§ Assigned task:
Keep to one stretch of the data below, the lines from the one with "task | place a point on the short" up to and including the one with "x=199, y=43", and return that stretch exactly.

(Point-per-instance localization data)
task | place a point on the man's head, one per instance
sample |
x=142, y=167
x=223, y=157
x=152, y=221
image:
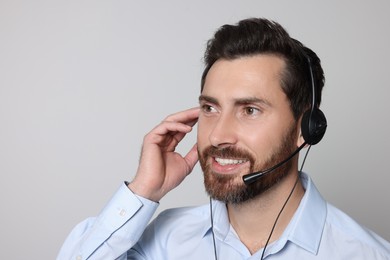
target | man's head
x=255, y=87
x=260, y=36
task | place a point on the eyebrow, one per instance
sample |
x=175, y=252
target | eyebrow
x=237, y=101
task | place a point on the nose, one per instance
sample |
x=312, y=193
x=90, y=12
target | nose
x=223, y=131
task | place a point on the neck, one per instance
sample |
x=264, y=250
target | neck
x=253, y=220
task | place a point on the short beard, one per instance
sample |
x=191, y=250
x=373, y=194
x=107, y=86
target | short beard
x=231, y=189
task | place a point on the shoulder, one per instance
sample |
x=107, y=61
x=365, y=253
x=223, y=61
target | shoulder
x=348, y=235
x=197, y=215
x=179, y=223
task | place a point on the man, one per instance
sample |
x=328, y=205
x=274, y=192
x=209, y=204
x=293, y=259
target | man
x=257, y=85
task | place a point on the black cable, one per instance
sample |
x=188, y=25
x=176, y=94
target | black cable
x=285, y=203
x=212, y=229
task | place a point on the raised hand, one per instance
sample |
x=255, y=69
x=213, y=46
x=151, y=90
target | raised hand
x=161, y=169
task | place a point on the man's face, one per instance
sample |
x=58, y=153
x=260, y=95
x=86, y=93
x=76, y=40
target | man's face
x=245, y=125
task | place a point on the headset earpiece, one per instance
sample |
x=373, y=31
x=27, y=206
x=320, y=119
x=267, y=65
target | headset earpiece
x=313, y=126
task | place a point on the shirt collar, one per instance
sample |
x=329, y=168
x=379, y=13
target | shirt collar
x=305, y=228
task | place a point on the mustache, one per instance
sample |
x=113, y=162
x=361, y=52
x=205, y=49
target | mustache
x=227, y=152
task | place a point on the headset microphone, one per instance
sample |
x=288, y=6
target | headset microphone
x=313, y=127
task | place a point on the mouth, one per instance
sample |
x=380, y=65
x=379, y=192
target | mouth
x=227, y=161
x=229, y=165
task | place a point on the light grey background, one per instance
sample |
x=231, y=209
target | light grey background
x=82, y=81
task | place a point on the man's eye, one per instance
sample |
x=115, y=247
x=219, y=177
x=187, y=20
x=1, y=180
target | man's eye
x=208, y=109
x=251, y=110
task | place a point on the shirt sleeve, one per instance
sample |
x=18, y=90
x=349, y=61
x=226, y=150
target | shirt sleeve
x=114, y=231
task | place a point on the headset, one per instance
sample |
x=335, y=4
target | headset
x=314, y=124
x=313, y=128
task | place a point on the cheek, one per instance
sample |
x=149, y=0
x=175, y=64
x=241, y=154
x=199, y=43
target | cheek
x=202, y=135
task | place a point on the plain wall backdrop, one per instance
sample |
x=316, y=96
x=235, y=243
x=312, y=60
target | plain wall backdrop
x=82, y=81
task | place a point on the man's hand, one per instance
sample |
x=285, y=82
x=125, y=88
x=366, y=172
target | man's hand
x=161, y=169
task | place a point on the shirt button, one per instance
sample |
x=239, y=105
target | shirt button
x=122, y=212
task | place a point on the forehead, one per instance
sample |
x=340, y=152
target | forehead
x=253, y=76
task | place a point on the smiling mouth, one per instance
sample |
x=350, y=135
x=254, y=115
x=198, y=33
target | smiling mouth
x=225, y=161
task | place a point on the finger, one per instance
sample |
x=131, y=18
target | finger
x=191, y=158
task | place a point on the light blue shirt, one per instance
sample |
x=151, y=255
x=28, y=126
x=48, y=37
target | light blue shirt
x=121, y=231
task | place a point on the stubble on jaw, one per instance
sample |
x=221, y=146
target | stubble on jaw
x=231, y=188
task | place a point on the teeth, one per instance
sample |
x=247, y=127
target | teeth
x=223, y=162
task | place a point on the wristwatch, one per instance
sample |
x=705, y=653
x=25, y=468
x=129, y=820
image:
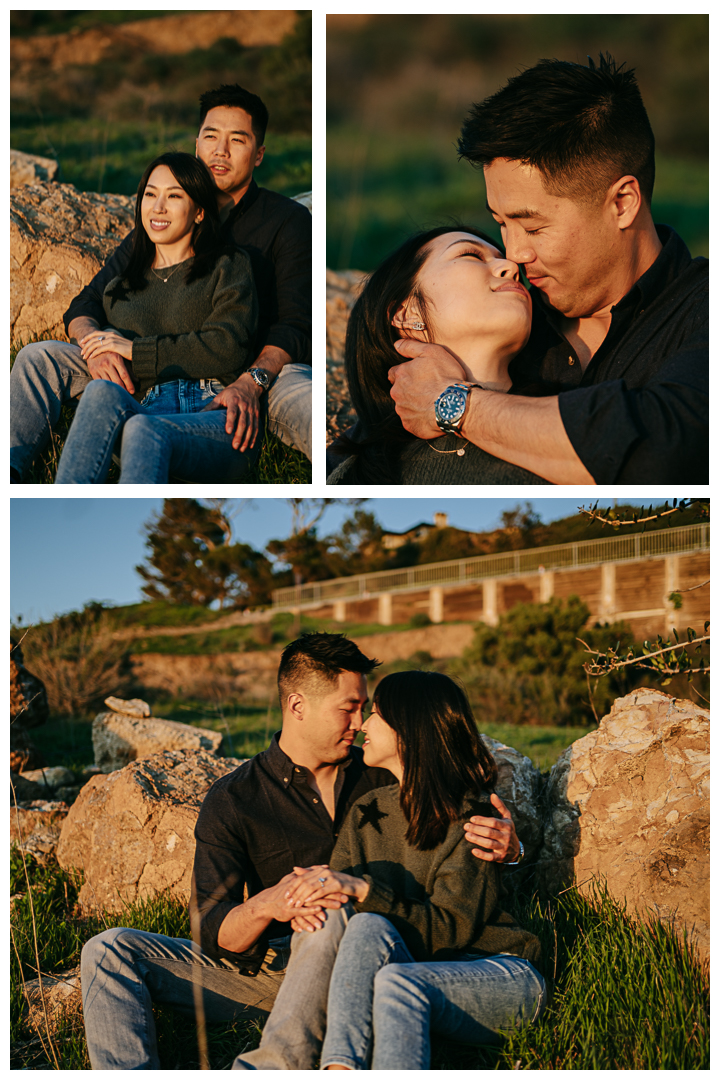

§ Written response:
task | place a point on the short beard, one per instance
sample |
x=191, y=250
x=373, y=194
x=107, y=86
target | short beard
x=231, y=189
task | place a point on the shoulder, one per instance
sample |
x=107, y=61
x=365, y=253
x=223, y=61
target | shoulder
x=348, y=235
x=197, y=215
x=179, y=223
task | place a point on the man, one per instance
sample |
x=328, y=205
x=274, y=192
x=209, y=204
x=293, y=259
target | man
x=257, y=85
task | place a point on the black cable, one per instance
sample |
x=188, y=25
x=176, y=94
target | black cable
x=285, y=203
x=212, y=229
task | place a point on the raised hand, one per instance
sample |
x=255, y=69
x=213, y=46
x=151, y=90
target | raised hand
x=161, y=169
task | place a point on the man's face, one per instance
sample |
x=58, y=153
x=260, y=95
x=86, y=93
x=76, y=40
target | man's face
x=245, y=125
task | place a point on the headset earpiece, one per instance
sample |
x=373, y=31
x=27, y=206
x=320, y=119
x=267, y=65
target | headset earpiece
x=313, y=126
task | place a point on the shirt collar, one per instance
sample |
x=329, y=168
x=379, y=13
target | shirt collar
x=305, y=228
task | place a point on the mustache, one per instance
sample |
x=113, y=162
x=361, y=52
x=205, y=49
target | mustache
x=227, y=152
task | place a point on the headset microphone, one per instance
sample |
x=288, y=6
target | headset microphone
x=313, y=127
task | place a point on the mouth, one per instance
sample |
x=380, y=65
x=379, y=192
target | mouth
x=227, y=161
x=229, y=165
task | place a point on the light grey background, one per instance
sample |
x=231, y=209
target | light grey background
x=82, y=81
task | place a point on the man's eye, one per instance
sample |
x=115, y=247
x=219, y=177
x=187, y=20
x=1, y=180
target | man's eye
x=208, y=109
x=251, y=110
task | place a point on the shirt sleeve, one per instance
sample |
x=18, y=90
x=349, y=61
x=226, y=150
target | shirt sleeve
x=114, y=231
task | place a point on the headset, one per instance
sample |
x=335, y=4
target | headset
x=314, y=124
x=313, y=128
task | place a point on the cheek, one per instance
sample |
x=149, y=0
x=175, y=64
x=241, y=154
x=199, y=43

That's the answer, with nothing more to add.